*Short problem:* Repeat all of the material exactly as given.

(Rows from a dataset)
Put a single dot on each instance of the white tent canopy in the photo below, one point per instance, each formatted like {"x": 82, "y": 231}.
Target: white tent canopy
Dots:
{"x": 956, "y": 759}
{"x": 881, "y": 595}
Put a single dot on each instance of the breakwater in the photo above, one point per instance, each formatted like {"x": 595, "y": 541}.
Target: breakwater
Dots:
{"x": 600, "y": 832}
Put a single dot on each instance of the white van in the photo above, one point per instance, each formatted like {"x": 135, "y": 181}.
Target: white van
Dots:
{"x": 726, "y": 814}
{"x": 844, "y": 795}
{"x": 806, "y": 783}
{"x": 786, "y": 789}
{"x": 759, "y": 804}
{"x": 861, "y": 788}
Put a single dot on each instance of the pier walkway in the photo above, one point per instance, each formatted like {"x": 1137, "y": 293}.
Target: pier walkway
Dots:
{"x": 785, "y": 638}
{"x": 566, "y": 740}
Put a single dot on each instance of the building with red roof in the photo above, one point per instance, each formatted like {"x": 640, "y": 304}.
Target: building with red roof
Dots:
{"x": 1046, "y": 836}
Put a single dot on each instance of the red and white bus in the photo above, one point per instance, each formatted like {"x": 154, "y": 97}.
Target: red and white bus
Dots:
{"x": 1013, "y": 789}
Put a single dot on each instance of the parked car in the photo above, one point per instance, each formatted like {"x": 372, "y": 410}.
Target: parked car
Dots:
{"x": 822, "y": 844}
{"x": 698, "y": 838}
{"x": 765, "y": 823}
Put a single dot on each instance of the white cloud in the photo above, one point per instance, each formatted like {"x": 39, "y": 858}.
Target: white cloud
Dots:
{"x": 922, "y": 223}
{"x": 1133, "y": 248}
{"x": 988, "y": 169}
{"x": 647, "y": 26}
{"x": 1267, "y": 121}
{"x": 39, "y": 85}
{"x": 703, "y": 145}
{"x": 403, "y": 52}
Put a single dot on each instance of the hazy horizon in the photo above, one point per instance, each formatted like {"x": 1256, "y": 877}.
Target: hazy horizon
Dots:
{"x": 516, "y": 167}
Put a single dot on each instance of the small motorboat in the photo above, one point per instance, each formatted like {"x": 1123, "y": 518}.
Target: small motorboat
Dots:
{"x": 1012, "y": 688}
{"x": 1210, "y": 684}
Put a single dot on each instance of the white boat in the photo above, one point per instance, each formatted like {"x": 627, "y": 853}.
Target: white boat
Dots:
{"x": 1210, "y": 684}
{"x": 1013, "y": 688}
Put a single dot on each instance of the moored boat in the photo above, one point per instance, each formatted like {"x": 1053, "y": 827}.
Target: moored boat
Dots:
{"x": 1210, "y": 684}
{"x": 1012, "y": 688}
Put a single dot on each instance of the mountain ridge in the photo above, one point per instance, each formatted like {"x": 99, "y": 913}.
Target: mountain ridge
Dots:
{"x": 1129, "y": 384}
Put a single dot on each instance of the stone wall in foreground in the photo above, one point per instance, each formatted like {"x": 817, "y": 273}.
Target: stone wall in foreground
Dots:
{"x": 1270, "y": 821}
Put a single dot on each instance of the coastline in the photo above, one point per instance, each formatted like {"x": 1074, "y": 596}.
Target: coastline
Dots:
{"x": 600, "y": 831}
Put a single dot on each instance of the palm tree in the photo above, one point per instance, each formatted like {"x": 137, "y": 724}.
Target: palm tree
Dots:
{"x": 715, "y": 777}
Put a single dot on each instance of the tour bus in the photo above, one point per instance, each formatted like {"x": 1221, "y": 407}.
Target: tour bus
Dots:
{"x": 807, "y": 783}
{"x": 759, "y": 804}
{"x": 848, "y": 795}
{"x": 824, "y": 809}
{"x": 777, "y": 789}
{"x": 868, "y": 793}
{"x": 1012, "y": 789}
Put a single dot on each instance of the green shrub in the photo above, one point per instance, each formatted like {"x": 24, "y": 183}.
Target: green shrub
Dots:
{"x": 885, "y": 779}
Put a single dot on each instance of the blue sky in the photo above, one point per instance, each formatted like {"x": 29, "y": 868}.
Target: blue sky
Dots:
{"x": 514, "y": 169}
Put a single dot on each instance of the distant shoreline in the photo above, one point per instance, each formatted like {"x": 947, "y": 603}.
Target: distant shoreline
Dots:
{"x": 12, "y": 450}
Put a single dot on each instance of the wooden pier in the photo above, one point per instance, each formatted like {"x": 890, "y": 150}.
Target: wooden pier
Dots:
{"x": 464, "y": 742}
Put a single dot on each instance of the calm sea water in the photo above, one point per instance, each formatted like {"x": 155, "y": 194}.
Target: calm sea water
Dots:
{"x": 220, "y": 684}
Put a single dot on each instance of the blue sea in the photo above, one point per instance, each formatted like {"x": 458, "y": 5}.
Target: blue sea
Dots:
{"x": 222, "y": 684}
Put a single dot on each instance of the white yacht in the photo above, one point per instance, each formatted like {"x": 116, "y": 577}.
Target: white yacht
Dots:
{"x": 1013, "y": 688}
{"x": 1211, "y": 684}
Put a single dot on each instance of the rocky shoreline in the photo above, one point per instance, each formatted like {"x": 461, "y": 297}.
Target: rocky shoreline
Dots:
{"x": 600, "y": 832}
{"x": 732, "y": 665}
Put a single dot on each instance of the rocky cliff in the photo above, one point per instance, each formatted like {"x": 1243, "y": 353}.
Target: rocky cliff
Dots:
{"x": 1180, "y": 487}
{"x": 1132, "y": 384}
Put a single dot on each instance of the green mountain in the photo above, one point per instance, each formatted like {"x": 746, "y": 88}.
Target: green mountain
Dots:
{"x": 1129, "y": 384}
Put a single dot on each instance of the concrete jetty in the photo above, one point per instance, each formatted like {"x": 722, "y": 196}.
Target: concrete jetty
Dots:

*Answer to this problem:*
Put a single dot on each instance of the white tent canopy in the photo below, one point per instance, each formatted like {"x": 82, "y": 231}.
Target: white tent canopy
Dots:
{"x": 956, "y": 759}
{"x": 881, "y": 595}
Put a single dot on each instance of the breakwater in the photo above, one point per instance, each formatted like {"x": 595, "y": 541}.
Target: breakwater
Dots:
{"x": 600, "y": 832}
Put a single dot on each instance of the white van in the photo above, one point per instance, each formatted like {"x": 135, "y": 181}.
Target: white van
Dots:
{"x": 726, "y": 814}
{"x": 844, "y": 795}
{"x": 806, "y": 783}
{"x": 786, "y": 789}
{"x": 759, "y": 804}
{"x": 861, "y": 788}
Put a single dot on each instance of the pier walkway in the photo above, one point per instance, each formatted like {"x": 1137, "y": 293}.
Target: pier walkway
Dots:
{"x": 785, "y": 638}
{"x": 566, "y": 740}
Put a single dot on each instance of the building with red roof in the photo above, one point per instance, each formatted like {"x": 640, "y": 304}.
Target: building with red roof
Dots:
{"x": 1046, "y": 836}
Put a single dot on each instance of the red and white bus in the photo above, one point per instance, each formatted like {"x": 154, "y": 97}.
Target: red and white bus
Dots:
{"x": 1013, "y": 789}
Put a single dot on each instance of the parked car in the photo above, one point per instance, each formatted like {"x": 372, "y": 410}.
Target: parked car
Dots:
{"x": 822, "y": 844}
{"x": 698, "y": 838}
{"x": 765, "y": 823}
Put a single dot on each instance of the white cloud in the photo above, one point per instance, each formatted like {"x": 39, "y": 858}.
Target: white cloud
Dots:
{"x": 922, "y": 223}
{"x": 1133, "y": 248}
{"x": 988, "y": 169}
{"x": 647, "y": 26}
{"x": 1267, "y": 121}
{"x": 39, "y": 85}
{"x": 703, "y": 145}
{"x": 403, "y": 52}
Put a single dot on each instance of the hazy horizon in the photo above, one point per instance, each formatted like {"x": 1256, "y": 877}.
Target: hazy horizon
Dots:
{"x": 516, "y": 167}
Put a single dot on each instance of the small motorboat in the photo above, one point per instance, each formatted like {"x": 1123, "y": 518}.
Target: small motorboat
Dots:
{"x": 1012, "y": 688}
{"x": 1210, "y": 684}
Put a single dot on each instance of the white boat in the photo above, one point per instance, each formatted like {"x": 627, "y": 853}.
Target: white boat
Dots:
{"x": 1210, "y": 684}
{"x": 1013, "y": 688}
Put a single dot on each instance of the moored boat in the photo above, one point per instance, each formatted like {"x": 1053, "y": 827}.
Target: moored boat
Dots:
{"x": 1210, "y": 684}
{"x": 1012, "y": 688}
Put a single dot on each instance of the mountain ridge in the photo above, one point per instance, each formatted like {"x": 99, "y": 913}.
Target: mountain ridge
Dots:
{"x": 1129, "y": 384}
Put a single dot on each instance of the stone wall in foreground in the photo above, one point per instance, each formatted like {"x": 817, "y": 273}.
Target: stone wall in foreground
Dots:
{"x": 1270, "y": 821}
Put a single dot on each instance of the coastline in the photo above, one point per instance, each formatted like {"x": 1074, "y": 596}.
Target: coastline
Dots:
{"x": 600, "y": 831}
Put a single dot on each instance of the palm tree in the photo above, one point per instance, each formatted like {"x": 137, "y": 724}.
Target: palm tree
Dots:
{"x": 715, "y": 777}
Put a single dot on each instance of the tour bus in the photo above, one point per instance, each formatted like {"x": 1221, "y": 407}.
Target: tour bus
Dots:
{"x": 807, "y": 783}
{"x": 759, "y": 804}
{"x": 848, "y": 795}
{"x": 824, "y": 809}
{"x": 777, "y": 789}
{"x": 868, "y": 793}
{"x": 1012, "y": 789}
Put a single dot on each instance of the green shrub in the photo above, one point per instance, each formatted like {"x": 24, "y": 183}.
Target: green shrub
Dots:
{"x": 885, "y": 779}
Put a single dot on each instance of the blue sky in the photo above, one point per instance, each formatted like {"x": 29, "y": 868}.
Target: blue sky
Dots:
{"x": 514, "y": 169}
Put a single dot on each instance of the distant shoreline in the photo above, one point per instance, each formatted like {"x": 947, "y": 603}.
Target: distant shoreline
Dots:
{"x": 12, "y": 450}
Put a single dot on each instance of the wooden pier in the photo above, one point per instance, each formatted like {"x": 890, "y": 150}.
Target: wooden pier
Dots:
{"x": 464, "y": 742}
Put a single dot on each instance of the calm sea water in the photo above, one point per instance, each formatted like {"x": 155, "y": 194}.
Target: calm sea water
Dots:
{"x": 220, "y": 684}
Put a single dot on each instance of the blue sea in the photo above, one point per instance, each formatted like {"x": 458, "y": 5}.
Target: blue sea
Dots:
{"x": 222, "y": 684}
Put a single dot on each instance of the white yacht in the photo above, one point per instance, each formatted like {"x": 116, "y": 577}.
Target: white yacht
Dots:
{"x": 1013, "y": 688}
{"x": 1211, "y": 684}
Put a single dot on each instance of the rocky shoreline in the photo above, one point per instance, each formatted like {"x": 461, "y": 297}.
Target: rocky shoreline
Dots:
{"x": 600, "y": 832}
{"x": 732, "y": 665}
Put a single dot on each instance of the rocky cliff in the photo above, one point per instance, each formatted like {"x": 1243, "y": 353}.
Target: rocky cliff
Dots:
{"x": 1180, "y": 487}
{"x": 1132, "y": 384}
Put a single dot on each instance of the green mountain in the photo above, one point per instance, each formatted like {"x": 746, "y": 88}.
Target: green mountain
Dots:
{"x": 1129, "y": 384}
Put a single dot on each instance of the concrete jetty in the photo above, one point per instance, each formatted like {"x": 722, "y": 196}.
Target: concrete jetty
Dots:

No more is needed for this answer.